» WHAT IS NEEDED: Tally the lines in the rows below that contain the word "blue" and reply with that number alone.

» EXTRACTED MATERIAL:
..........
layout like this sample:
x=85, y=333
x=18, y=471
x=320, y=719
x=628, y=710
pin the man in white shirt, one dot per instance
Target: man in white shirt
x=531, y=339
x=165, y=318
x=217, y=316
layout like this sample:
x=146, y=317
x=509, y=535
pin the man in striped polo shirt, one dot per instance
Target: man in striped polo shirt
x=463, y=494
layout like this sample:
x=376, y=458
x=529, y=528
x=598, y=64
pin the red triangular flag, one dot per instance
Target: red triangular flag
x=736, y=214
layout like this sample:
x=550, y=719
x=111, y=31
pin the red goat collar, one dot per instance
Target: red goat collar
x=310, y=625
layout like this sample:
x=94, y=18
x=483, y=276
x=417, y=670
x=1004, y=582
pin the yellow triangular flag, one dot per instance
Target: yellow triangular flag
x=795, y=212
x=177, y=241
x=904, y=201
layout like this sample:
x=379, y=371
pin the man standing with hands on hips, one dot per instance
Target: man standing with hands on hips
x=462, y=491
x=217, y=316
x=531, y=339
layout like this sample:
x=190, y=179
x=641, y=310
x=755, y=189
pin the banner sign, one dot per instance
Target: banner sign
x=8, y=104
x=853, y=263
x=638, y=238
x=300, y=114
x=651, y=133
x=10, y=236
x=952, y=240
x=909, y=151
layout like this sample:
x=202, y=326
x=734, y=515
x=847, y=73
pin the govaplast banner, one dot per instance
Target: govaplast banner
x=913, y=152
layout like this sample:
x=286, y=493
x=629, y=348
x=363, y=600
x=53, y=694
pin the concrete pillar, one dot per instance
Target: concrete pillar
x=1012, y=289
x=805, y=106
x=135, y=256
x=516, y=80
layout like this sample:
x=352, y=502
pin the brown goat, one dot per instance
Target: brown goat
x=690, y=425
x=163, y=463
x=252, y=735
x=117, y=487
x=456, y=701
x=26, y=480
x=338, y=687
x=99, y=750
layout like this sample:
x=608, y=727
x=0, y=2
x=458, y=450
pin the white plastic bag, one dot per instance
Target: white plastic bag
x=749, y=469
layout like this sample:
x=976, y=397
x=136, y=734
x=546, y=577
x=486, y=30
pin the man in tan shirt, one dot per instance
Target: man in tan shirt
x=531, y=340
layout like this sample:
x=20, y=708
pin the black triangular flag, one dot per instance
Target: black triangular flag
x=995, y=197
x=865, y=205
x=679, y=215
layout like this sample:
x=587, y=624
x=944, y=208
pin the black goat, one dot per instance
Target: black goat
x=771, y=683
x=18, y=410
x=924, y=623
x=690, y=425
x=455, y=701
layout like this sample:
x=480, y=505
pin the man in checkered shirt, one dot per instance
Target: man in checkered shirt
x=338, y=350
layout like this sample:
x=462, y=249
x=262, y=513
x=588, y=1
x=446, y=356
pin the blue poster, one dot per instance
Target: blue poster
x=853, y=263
..........
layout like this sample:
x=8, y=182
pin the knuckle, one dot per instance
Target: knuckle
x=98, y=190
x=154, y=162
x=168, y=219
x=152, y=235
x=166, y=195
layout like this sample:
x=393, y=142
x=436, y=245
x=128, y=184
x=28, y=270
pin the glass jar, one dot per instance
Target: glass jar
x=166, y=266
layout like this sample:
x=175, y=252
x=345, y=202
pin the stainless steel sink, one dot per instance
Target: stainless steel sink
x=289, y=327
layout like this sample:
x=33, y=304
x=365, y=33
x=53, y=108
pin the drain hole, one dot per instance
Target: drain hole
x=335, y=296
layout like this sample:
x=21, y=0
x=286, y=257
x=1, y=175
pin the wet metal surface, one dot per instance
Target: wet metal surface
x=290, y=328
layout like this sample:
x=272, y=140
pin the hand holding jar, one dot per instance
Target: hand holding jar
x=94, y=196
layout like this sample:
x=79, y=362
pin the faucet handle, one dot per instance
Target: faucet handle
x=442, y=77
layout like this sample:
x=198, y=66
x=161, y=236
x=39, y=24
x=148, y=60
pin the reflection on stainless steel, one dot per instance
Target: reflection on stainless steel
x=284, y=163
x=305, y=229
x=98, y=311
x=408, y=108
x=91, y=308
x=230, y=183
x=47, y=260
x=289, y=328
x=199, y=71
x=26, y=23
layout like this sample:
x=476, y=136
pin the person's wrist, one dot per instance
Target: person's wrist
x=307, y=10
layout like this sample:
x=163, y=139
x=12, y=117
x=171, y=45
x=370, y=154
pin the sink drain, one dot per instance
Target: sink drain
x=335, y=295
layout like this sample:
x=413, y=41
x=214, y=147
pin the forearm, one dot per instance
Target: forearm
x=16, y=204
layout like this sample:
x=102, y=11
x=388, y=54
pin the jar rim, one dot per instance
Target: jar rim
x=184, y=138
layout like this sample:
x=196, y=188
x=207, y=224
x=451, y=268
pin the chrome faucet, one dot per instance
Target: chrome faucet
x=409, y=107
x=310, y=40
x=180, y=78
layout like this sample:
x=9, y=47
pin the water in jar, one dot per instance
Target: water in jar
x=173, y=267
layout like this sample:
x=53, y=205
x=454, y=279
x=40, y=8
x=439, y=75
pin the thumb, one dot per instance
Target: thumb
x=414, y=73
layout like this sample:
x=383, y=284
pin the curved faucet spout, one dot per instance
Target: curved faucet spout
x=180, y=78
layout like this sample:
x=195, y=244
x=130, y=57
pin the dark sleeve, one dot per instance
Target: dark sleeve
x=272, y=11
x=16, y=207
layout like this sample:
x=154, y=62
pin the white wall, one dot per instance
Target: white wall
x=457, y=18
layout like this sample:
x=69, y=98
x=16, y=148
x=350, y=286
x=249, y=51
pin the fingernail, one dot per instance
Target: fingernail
..........
» FULL ANSWER: 2